-- BEGIN Given text --
Sangha in Buddhism
Sangha is one of the Three Jewels in Buddhism, which are three things which we turn to for refuge. Sometimes referred to as the Three Refuges, these different aspects of practice are equally important. We can think of the jewels as true refuges: places where we go for safety. Traditionally, the Buddhist symbol used to represent these three refuges are three jewels. Sangha is just one of these refuges, with the other two being the Buddha and the Dhamma.
What is Sangha?
The word sangha is a Pali word most commonly translated as community or association. Traditionally (in the Pali Canon), the word sangha refers to the association of monks and nuns. In modern traditions, the word sangha includes laypeople. The sangha may be seen as the community of others on the path, and is an integral part of a healthy practice.
Sangha as a refuge is an important part of one’s meditation practice. We participate in and interact with the sangha in order to grow. Taking refuge in the sangha means we find safety and strength in fellow walkers of the path. We can turn toward our community in times of need, when we need advice, or simply when it feels like a safe harbor for us. Although Buddhism is often seen as a solitary path with the image coming to mind of a person meditating alone in an isolated environment, the sangha is incredibly important. We learn from our sangha, we are supported by the sangha, and we may offer support and kindness to those around us.
The Upaddha Sutta reads:
The Venerable Ananda said to the Blessed One: “This is half of the holy life, lord: admirable friendship, admirable companionship, admirable camaraderie.”
Ananda is pointing out the importance of friends on the path. The Buddha’s response goes a bit further:
“Don’t say that, Ananda. Don’t say that. Admirable friendship, admirable companionship, admirable camaraderie is actually the whole of the holy life. When a monk has admirable people as friends, companions, and comrades, he can be expected to develop and pursue the noble eightfold path.”
-- END Given text --
* _Required work_
- 1) Answer these questions from the passage on sangha:
(a) In the Pali Canon, whom does the word sangha traditionally refer to?
(b) Besides the sangha, what are the other two refuges?
(c) In his reply to Ananda, how much of the holy life does the Buddha say admirable friendship is?
- 2) Print the portion of the passage on sangha from "Sangha as a" to "those around us.".
The rows that come next are drawn from a separate source.
-- BEGIN Dataset content --
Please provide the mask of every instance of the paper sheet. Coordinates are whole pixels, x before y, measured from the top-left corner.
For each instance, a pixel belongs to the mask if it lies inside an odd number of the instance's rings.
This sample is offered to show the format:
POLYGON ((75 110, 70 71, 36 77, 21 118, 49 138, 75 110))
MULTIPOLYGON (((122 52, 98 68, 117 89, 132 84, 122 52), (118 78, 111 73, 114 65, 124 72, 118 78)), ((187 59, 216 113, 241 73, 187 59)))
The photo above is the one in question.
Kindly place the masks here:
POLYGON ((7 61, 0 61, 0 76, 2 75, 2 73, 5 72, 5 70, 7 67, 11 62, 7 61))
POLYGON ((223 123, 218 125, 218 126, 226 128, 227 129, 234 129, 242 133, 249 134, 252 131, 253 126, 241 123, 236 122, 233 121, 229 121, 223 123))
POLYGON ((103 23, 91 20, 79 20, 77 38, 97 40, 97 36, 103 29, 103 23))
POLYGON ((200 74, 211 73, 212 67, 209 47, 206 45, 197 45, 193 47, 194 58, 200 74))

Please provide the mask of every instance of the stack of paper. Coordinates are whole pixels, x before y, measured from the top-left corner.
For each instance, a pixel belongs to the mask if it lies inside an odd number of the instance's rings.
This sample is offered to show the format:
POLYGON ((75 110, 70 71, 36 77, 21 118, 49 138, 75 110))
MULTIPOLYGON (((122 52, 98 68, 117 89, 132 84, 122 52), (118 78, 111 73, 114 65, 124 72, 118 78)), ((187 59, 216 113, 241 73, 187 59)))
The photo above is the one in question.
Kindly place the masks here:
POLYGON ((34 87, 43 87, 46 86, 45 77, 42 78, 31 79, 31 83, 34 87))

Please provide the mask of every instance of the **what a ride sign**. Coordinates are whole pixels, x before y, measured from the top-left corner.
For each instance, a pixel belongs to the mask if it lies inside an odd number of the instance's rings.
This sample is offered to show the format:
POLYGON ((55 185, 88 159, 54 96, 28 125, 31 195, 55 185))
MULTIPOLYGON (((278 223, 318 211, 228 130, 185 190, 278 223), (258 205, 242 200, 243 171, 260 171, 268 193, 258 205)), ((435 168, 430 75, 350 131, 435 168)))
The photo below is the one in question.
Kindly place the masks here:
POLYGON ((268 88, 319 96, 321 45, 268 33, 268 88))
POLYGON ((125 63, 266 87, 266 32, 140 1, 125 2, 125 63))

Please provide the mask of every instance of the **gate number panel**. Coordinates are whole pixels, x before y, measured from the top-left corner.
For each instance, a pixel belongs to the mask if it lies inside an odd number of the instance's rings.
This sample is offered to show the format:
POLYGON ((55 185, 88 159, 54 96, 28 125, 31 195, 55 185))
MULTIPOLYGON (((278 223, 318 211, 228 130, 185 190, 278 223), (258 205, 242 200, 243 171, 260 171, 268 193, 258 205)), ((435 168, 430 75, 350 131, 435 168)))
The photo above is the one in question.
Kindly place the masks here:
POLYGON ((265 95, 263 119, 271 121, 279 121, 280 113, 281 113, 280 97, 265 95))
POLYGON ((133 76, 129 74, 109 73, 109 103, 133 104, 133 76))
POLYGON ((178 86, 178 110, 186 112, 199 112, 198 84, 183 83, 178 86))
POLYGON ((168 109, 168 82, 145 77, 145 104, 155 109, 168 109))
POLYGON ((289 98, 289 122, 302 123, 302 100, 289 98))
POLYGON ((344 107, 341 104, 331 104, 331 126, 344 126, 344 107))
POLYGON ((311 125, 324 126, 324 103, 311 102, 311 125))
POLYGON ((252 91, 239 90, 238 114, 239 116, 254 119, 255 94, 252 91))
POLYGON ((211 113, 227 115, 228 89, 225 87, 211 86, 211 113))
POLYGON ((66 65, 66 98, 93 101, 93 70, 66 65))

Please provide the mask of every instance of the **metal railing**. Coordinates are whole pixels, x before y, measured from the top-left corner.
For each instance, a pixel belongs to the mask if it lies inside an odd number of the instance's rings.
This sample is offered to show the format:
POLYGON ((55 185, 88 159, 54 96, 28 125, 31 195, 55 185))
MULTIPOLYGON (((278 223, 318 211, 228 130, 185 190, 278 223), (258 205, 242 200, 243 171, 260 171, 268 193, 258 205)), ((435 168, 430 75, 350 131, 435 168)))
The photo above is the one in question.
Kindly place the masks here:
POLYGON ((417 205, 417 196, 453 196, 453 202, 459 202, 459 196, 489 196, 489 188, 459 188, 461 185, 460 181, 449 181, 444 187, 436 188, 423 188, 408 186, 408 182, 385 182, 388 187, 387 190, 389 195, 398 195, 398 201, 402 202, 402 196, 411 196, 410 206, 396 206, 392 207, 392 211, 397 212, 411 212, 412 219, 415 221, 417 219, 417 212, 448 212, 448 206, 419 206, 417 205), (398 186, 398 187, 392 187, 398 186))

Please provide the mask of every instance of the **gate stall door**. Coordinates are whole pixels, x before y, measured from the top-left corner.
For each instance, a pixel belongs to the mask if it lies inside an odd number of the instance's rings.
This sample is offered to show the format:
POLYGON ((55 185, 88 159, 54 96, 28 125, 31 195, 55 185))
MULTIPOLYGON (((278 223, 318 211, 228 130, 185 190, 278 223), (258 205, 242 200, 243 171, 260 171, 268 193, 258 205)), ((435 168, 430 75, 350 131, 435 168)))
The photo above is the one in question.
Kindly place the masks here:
-- END Dataset content --
* _Replies_
- 1)
(a) The association of monks and nuns.
(b) The Buddha and the Dhamma.
(c) The whole of the holy life.

- 2)
Sangha as a refuge is an important part of one’s meditation practice. We participate in and interact with the sangha in order to grow. Taking refuge in the sangha means we find safety and strength in fellow walkers of the path. We can turn toward our community in times of need, when we need advice, or simply when it feels like a safe harbor for us. Although Buddhism is often seen as a solitary path with the image coming to mind of a person meditating alone in an isolated environment, the sangha is incredibly important. We learn from our sangha, we are supported by the sangha, and we may offer support and kindness to those around us.